- WHAT NEEDS TO BE DONE -
Every line below from the one containing "Target: blurred vehicle in background" through the one containing "Target: black and navy striped jersey" must be transcribed exactly. Omit all lines outside that stretch.

Dataset entries
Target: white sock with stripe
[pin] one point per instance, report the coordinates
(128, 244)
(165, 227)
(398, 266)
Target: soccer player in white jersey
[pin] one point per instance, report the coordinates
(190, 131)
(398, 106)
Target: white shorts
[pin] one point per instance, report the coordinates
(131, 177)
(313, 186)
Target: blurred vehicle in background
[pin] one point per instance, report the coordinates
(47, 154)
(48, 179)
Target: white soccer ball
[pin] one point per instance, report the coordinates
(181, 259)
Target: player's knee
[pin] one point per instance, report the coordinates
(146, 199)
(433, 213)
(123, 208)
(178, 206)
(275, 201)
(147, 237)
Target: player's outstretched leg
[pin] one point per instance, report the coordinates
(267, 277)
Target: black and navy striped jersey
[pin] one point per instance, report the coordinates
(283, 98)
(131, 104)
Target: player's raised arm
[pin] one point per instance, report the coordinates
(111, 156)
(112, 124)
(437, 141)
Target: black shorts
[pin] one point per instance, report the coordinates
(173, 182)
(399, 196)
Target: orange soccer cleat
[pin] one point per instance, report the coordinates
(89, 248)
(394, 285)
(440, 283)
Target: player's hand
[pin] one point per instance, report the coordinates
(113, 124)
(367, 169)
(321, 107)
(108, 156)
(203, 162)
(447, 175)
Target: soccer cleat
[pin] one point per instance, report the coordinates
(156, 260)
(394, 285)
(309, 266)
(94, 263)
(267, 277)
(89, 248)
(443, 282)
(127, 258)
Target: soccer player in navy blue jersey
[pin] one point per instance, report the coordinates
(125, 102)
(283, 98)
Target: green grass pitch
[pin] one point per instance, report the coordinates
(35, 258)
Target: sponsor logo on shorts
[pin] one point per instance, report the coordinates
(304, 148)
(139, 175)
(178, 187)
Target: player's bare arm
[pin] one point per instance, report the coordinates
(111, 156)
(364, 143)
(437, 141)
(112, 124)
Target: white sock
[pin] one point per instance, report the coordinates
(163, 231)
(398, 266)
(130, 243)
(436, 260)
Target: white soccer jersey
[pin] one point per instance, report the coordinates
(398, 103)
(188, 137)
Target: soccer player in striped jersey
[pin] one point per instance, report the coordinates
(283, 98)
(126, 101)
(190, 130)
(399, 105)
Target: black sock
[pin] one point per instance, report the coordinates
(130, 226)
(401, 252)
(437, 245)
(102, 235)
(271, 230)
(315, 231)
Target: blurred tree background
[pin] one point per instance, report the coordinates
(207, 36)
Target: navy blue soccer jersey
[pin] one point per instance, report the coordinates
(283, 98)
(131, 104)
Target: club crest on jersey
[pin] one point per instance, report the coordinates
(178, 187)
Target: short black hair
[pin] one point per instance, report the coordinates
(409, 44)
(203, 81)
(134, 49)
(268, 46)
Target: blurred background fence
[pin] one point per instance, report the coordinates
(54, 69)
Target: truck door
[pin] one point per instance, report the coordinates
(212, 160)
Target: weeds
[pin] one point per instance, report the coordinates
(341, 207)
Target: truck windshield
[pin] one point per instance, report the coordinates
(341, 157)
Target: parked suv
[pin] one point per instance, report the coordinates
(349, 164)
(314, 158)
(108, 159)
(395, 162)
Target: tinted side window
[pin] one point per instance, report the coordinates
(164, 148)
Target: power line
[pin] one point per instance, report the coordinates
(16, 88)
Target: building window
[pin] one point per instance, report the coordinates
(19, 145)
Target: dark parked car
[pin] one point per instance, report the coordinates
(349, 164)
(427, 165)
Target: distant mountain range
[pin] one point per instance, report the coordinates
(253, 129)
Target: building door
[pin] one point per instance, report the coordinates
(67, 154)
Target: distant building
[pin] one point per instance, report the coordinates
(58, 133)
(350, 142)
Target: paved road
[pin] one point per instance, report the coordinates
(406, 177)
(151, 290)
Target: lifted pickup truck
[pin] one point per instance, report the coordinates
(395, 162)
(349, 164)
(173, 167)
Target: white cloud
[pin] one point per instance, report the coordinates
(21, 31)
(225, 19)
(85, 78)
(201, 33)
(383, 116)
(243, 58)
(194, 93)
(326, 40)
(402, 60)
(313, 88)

==

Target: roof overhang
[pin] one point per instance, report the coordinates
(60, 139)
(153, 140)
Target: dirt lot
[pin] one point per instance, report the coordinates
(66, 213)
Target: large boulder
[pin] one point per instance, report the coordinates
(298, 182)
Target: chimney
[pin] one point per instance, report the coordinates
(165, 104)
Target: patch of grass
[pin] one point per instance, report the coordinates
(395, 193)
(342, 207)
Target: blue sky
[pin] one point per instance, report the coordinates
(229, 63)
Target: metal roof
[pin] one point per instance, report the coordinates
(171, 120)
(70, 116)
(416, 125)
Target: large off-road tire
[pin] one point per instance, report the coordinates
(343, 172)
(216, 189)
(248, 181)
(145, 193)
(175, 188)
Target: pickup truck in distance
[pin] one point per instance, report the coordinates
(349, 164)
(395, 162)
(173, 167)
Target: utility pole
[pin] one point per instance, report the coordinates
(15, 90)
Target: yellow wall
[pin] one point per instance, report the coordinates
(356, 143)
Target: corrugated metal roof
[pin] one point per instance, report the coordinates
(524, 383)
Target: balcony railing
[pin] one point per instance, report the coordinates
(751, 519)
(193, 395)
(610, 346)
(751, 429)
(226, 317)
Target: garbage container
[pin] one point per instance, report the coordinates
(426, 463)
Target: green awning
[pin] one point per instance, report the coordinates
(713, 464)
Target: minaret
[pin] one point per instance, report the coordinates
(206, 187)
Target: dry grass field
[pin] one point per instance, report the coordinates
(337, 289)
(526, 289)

* * *

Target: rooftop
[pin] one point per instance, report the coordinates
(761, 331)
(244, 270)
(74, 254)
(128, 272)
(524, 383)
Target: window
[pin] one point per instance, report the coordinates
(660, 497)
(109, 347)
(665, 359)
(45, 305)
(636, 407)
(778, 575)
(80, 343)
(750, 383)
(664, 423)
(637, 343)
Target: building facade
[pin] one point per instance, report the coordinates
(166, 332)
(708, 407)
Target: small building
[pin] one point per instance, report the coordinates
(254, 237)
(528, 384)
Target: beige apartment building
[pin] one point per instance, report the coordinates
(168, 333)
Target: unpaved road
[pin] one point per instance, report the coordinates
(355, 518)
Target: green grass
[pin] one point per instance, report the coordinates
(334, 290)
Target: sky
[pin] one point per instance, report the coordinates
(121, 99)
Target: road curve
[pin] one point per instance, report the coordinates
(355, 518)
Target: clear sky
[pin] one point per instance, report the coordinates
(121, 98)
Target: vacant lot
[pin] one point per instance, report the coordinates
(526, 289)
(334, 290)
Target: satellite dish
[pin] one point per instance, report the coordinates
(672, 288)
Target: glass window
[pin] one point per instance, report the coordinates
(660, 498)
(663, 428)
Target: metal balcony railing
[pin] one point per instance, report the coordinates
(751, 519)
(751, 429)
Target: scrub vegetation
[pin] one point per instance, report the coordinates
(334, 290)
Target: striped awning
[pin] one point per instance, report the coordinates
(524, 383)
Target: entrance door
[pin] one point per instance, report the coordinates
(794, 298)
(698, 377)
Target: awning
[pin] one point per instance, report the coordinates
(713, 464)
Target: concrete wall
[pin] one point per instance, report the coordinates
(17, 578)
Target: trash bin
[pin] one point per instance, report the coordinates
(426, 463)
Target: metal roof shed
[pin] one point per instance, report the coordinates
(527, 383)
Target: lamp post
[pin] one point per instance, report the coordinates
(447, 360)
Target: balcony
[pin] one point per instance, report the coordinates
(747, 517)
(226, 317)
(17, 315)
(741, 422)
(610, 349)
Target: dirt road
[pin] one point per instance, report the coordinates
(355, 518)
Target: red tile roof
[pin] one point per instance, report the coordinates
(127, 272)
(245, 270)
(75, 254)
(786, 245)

- EXERCISE SOLUTION -
Target: blurred vehicle in background
[pin] one point per instance, report the coordinates
(47, 154)
(48, 179)
Target: white soccer ball
[pin] one point per instance, report the coordinates
(181, 259)
Target: player's knee
[pin] one point per instance, report the coordinates
(146, 199)
(433, 213)
(123, 208)
(178, 206)
(275, 201)
(147, 237)
Target: player's outstretched leg
[pin] one point per instance, report the coordinates
(267, 277)
Target: black and navy striped jersey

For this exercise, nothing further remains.